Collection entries
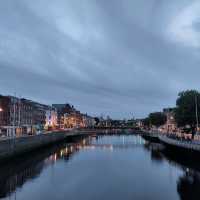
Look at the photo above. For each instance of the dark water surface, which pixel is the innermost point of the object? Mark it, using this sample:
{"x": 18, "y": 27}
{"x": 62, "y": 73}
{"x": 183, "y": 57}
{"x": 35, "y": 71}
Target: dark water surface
{"x": 103, "y": 168}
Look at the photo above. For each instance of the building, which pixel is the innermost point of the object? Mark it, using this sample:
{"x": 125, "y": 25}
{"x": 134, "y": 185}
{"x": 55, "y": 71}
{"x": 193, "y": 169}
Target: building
{"x": 21, "y": 116}
{"x": 63, "y": 109}
{"x": 170, "y": 126}
{"x": 73, "y": 120}
{"x": 51, "y": 118}
{"x": 88, "y": 121}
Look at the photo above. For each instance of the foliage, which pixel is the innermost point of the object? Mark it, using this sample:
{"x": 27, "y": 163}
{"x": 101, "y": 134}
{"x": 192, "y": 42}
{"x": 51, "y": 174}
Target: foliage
{"x": 185, "y": 112}
{"x": 157, "y": 118}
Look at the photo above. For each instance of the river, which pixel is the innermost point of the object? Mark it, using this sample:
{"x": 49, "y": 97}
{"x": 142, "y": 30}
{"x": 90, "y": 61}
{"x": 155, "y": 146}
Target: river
{"x": 123, "y": 167}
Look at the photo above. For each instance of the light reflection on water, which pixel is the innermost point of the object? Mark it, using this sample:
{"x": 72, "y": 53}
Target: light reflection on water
{"x": 103, "y": 167}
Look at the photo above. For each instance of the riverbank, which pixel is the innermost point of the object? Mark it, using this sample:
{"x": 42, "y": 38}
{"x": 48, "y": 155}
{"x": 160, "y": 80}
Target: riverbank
{"x": 11, "y": 147}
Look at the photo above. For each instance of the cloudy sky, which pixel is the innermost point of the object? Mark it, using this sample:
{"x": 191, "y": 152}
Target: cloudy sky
{"x": 119, "y": 57}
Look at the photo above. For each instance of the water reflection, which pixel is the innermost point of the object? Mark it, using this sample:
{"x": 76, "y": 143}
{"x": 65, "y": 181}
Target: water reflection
{"x": 15, "y": 173}
{"x": 103, "y": 167}
{"x": 188, "y": 183}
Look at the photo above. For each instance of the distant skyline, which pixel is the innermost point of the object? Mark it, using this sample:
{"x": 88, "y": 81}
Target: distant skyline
{"x": 119, "y": 58}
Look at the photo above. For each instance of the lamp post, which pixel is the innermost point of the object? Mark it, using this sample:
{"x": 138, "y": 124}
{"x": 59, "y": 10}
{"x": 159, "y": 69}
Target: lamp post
{"x": 196, "y": 110}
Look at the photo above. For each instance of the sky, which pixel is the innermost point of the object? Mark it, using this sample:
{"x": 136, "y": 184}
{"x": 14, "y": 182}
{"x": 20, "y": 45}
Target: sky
{"x": 121, "y": 58}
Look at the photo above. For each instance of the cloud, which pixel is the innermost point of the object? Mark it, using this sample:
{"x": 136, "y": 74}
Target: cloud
{"x": 184, "y": 27}
{"x": 120, "y": 58}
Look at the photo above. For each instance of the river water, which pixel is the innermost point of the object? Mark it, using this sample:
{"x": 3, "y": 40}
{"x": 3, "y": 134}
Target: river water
{"x": 124, "y": 167}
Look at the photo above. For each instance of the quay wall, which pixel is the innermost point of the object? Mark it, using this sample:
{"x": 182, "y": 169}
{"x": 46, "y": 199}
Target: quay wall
{"x": 10, "y": 147}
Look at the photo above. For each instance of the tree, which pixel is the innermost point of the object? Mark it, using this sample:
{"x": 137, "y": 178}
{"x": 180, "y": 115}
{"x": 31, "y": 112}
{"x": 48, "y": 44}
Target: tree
{"x": 157, "y": 118}
{"x": 187, "y": 104}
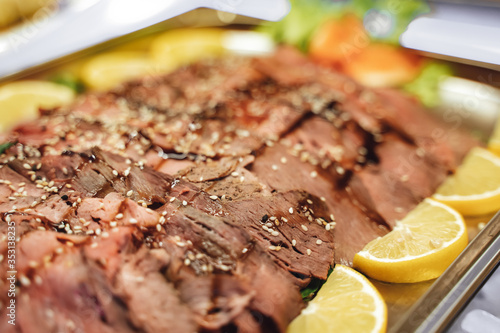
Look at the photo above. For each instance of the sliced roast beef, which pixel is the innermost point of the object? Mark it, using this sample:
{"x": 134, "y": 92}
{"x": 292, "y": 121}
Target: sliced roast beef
{"x": 205, "y": 199}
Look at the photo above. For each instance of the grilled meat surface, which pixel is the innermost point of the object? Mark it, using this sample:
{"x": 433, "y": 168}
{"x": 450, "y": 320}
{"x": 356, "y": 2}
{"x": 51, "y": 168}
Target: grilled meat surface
{"x": 206, "y": 199}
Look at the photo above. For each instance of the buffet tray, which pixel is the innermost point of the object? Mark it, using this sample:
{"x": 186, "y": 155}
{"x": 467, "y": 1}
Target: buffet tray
{"x": 429, "y": 306}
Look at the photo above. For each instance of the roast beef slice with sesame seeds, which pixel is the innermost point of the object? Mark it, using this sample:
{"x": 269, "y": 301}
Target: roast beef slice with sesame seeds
{"x": 445, "y": 141}
{"x": 402, "y": 178}
{"x": 280, "y": 225}
{"x": 354, "y": 227}
{"x": 153, "y": 303}
{"x": 69, "y": 296}
{"x": 190, "y": 88}
{"x": 255, "y": 288}
{"x": 317, "y": 140}
{"x": 215, "y": 244}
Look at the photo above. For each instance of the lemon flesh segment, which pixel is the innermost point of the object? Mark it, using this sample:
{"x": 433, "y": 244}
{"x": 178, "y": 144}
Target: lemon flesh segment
{"x": 419, "y": 248}
{"x": 182, "y": 46}
{"x": 347, "y": 302}
{"x": 475, "y": 187}
{"x": 107, "y": 70}
{"x": 494, "y": 142}
{"x": 21, "y": 100}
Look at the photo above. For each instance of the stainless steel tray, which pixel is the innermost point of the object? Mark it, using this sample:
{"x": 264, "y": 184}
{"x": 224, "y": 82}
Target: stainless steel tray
{"x": 419, "y": 307}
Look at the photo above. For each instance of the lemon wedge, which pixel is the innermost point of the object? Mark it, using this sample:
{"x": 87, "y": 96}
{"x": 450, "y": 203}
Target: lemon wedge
{"x": 419, "y": 248}
{"x": 182, "y": 46}
{"x": 347, "y": 302}
{"x": 474, "y": 189}
{"x": 494, "y": 143}
{"x": 107, "y": 70}
{"x": 20, "y": 101}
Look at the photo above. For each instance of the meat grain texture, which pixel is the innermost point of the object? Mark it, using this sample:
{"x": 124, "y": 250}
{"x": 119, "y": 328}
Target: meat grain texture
{"x": 206, "y": 199}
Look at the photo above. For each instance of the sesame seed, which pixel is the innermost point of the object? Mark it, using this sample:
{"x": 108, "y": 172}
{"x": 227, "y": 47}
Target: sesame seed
{"x": 24, "y": 280}
{"x": 38, "y": 280}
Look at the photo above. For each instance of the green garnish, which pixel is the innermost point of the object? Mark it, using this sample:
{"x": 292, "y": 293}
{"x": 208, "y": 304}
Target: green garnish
{"x": 312, "y": 288}
{"x": 426, "y": 85}
{"x": 68, "y": 80}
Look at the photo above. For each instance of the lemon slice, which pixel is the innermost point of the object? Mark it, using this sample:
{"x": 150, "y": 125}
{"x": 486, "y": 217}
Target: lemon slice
{"x": 20, "y": 101}
{"x": 494, "y": 143}
{"x": 182, "y": 46}
{"x": 347, "y": 302}
{"x": 475, "y": 187}
{"x": 107, "y": 70}
{"x": 419, "y": 248}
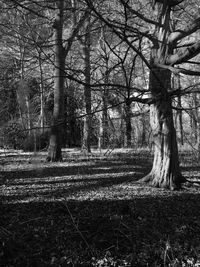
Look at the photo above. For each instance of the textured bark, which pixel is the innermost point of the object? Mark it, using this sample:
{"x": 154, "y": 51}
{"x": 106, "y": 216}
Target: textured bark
{"x": 128, "y": 124}
{"x": 86, "y": 141}
{"x": 165, "y": 171}
{"x": 55, "y": 142}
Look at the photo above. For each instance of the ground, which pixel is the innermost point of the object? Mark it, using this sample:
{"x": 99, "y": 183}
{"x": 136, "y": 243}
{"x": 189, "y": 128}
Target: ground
{"x": 91, "y": 211}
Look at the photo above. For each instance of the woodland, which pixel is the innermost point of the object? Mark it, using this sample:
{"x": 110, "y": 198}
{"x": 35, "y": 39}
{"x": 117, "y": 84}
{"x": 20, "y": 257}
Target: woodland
{"x": 99, "y": 133}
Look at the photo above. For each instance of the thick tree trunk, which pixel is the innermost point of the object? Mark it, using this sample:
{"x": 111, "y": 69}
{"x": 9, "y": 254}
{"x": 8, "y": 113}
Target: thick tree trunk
{"x": 128, "y": 124}
{"x": 165, "y": 172}
{"x": 55, "y": 142}
{"x": 86, "y": 141}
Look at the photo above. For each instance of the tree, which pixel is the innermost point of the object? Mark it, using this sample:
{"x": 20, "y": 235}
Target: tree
{"x": 166, "y": 52}
{"x": 54, "y": 151}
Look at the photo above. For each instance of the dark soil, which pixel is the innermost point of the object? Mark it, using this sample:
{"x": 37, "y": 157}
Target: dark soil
{"x": 91, "y": 212}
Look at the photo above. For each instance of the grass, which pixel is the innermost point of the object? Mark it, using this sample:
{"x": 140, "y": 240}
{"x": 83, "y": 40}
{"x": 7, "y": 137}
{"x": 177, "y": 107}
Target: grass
{"x": 89, "y": 211}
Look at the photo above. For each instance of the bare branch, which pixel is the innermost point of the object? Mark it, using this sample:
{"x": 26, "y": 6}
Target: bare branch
{"x": 183, "y": 55}
{"x": 187, "y": 30}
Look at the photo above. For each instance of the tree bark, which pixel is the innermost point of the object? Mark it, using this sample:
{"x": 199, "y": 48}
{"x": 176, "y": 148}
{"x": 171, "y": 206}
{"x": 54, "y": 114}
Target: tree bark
{"x": 55, "y": 142}
{"x": 86, "y": 141}
{"x": 165, "y": 172}
{"x": 128, "y": 123}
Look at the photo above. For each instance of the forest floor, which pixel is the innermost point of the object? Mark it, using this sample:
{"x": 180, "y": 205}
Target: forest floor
{"x": 90, "y": 211}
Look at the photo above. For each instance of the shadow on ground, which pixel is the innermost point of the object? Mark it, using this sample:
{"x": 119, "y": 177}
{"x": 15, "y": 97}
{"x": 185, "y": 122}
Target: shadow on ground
{"x": 93, "y": 213}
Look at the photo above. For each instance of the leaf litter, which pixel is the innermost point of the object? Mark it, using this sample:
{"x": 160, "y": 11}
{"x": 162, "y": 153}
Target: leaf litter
{"x": 92, "y": 212}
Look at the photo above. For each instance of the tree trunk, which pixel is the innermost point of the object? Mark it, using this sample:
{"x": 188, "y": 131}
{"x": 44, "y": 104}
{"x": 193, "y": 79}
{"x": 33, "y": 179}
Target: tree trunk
{"x": 55, "y": 143}
{"x": 165, "y": 172}
{"x": 128, "y": 124}
{"x": 86, "y": 141}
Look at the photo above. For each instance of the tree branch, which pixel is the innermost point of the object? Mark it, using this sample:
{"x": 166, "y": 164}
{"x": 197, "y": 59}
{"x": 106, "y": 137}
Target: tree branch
{"x": 183, "y": 55}
{"x": 187, "y": 30}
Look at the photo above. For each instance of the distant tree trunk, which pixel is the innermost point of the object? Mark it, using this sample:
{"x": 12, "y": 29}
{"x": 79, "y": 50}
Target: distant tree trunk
{"x": 128, "y": 123}
{"x": 55, "y": 142}
{"x": 41, "y": 95}
{"x": 86, "y": 141}
{"x": 165, "y": 172}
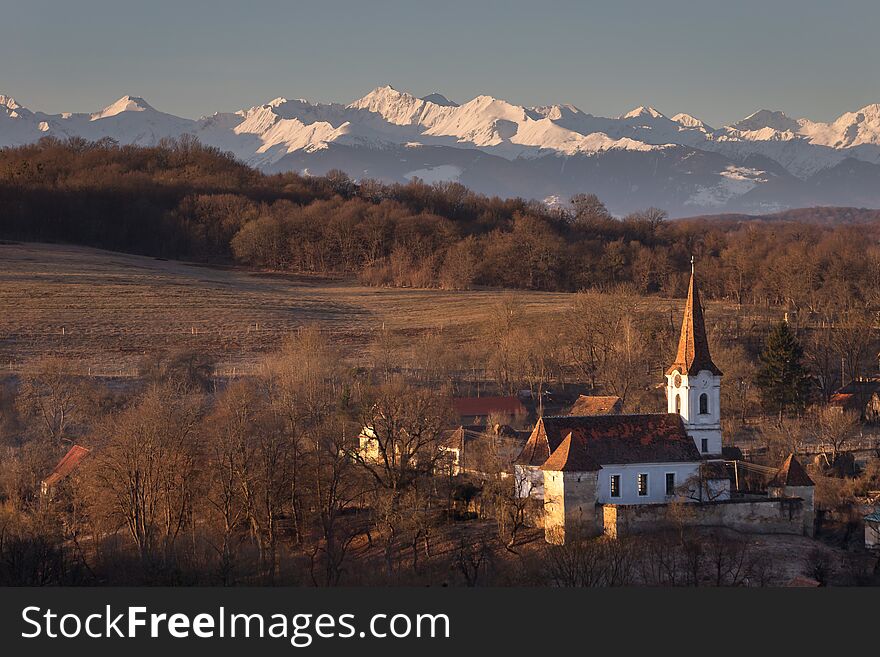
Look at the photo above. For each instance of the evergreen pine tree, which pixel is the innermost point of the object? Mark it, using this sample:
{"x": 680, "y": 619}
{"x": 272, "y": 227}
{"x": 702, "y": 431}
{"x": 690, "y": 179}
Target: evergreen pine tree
{"x": 782, "y": 378}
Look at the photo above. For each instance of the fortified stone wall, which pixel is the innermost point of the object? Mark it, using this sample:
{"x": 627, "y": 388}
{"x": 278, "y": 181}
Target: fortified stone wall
{"x": 765, "y": 516}
{"x": 570, "y": 504}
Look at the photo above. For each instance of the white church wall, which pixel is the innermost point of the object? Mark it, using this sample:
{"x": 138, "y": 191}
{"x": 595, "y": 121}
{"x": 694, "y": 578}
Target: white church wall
{"x": 629, "y": 493}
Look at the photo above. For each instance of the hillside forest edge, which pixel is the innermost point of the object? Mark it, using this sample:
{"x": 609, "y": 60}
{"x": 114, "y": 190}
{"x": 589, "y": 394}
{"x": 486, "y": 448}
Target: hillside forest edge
{"x": 253, "y": 480}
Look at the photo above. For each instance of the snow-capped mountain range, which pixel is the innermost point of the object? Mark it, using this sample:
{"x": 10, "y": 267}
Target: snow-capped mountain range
{"x": 766, "y": 162}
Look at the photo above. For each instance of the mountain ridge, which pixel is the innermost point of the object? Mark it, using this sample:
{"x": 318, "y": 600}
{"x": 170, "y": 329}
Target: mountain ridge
{"x": 764, "y": 163}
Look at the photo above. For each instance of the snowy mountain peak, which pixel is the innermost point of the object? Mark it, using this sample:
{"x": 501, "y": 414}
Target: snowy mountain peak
{"x": 8, "y": 102}
{"x": 641, "y": 158}
{"x": 381, "y": 95}
{"x": 643, "y": 112}
{"x": 767, "y": 119}
{"x": 689, "y": 121}
{"x": 124, "y": 104}
{"x": 439, "y": 99}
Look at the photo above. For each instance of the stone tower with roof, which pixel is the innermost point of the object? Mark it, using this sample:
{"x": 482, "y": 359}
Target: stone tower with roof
{"x": 693, "y": 381}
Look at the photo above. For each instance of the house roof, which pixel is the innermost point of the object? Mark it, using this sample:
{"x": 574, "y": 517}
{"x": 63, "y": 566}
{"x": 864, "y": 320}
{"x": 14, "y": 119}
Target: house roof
{"x": 66, "y": 465}
{"x": 791, "y": 473}
{"x": 693, "y": 345}
{"x": 846, "y": 400}
{"x": 863, "y": 386}
{"x": 572, "y": 455}
{"x": 596, "y": 405}
{"x": 801, "y": 582}
{"x": 609, "y": 439}
{"x": 874, "y": 516}
{"x": 488, "y": 405}
{"x": 547, "y": 435}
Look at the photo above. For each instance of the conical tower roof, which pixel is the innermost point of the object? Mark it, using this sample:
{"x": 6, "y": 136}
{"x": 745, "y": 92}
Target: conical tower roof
{"x": 693, "y": 345}
{"x": 791, "y": 473}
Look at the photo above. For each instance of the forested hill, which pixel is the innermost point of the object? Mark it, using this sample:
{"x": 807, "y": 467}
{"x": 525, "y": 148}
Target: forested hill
{"x": 826, "y": 215}
{"x": 184, "y": 200}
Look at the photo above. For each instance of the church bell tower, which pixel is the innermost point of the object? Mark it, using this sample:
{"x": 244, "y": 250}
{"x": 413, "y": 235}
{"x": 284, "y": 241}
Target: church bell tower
{"x": 693, "y": 381}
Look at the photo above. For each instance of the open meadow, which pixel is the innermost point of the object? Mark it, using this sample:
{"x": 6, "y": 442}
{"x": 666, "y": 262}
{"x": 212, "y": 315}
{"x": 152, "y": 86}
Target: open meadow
{"x": 105, "y": 309}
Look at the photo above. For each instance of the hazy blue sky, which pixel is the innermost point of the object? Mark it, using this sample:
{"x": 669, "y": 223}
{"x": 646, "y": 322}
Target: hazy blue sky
{"x": 717, "y": 60}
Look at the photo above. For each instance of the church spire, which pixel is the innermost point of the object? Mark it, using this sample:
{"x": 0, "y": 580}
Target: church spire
{"x": 693, "y": 346}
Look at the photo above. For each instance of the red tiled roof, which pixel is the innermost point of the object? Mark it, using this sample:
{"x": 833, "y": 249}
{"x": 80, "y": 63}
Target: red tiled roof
{"x": 572, "y": 455}
{"x": 693, "y": 345}
{"x": 487, "y": 405}
{"x": 548, "y": 433}
{"x": 596, "y": 405}
{"x": 66, "y": 465}
{"x": 846, "y": 400}
{"x": 801, "y": 582}
{"x": 610, "y": 439}
{"x": 791, "y": 473}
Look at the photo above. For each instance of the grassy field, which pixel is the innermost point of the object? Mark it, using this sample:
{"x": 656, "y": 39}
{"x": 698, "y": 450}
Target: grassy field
{"x": 105, "y": 310}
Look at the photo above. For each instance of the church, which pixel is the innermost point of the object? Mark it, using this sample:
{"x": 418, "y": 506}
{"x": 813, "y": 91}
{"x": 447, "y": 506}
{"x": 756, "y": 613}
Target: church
{"x": 601, "y": 472}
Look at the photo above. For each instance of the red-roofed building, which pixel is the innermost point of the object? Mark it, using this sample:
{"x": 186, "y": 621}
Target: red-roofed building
{"x": 861, "y": 396}
{"x": 476, "y": 410}
{"x": 68, "y": 463}
{"x": 597, "y": 405}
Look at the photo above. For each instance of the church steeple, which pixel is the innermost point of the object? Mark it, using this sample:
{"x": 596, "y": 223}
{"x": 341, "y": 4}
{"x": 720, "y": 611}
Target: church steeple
{"x": 693, "y": 345}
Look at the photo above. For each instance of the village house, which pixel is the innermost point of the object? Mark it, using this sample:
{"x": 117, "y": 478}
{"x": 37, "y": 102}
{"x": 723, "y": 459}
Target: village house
{"x": 68, "y": 463}
{"x": 476, "y": 448}
{"x": 620, "y": 473}
{"x": 477, "y": 410}
{"x": 597, "y": 405}
{"x": 860, "y": 396}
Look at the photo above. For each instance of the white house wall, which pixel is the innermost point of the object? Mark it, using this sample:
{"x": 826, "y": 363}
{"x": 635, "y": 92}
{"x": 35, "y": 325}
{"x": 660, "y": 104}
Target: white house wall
{"x": 629, "y": 491}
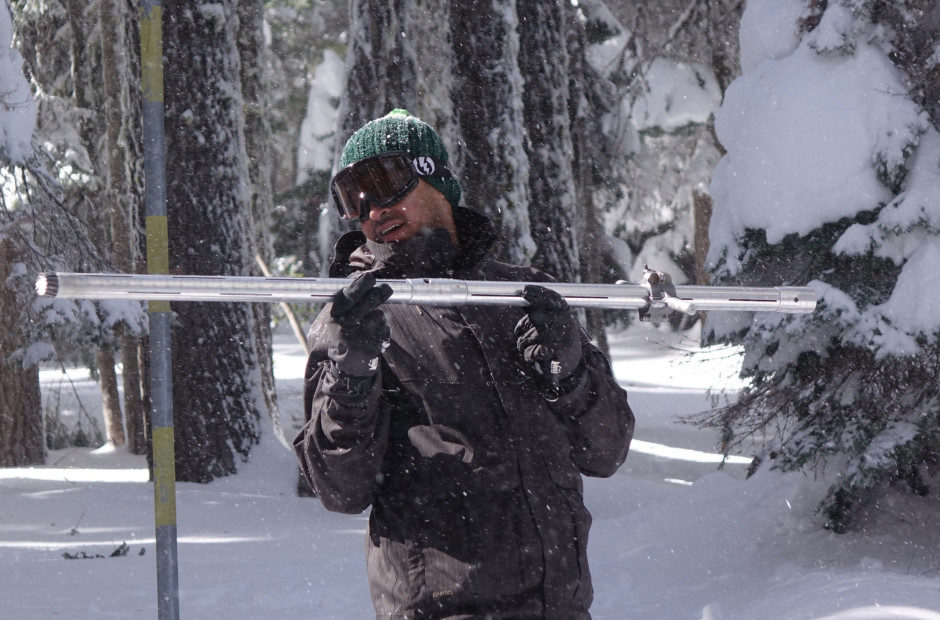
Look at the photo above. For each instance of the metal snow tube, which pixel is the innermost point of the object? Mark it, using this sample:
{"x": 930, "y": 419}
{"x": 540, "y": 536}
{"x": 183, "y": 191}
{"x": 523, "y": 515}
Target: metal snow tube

- [PROBLEM DETAILS]: Wherever the string "metal" appears in the data above, copy the line it sits in.

- [ANSWER TO THE EXERCISE]:
Look at the photo above. For each instance of the metal snow tube, which pixel is the innermost point of the object? Mark it, using this sample:
Target: metal snow tube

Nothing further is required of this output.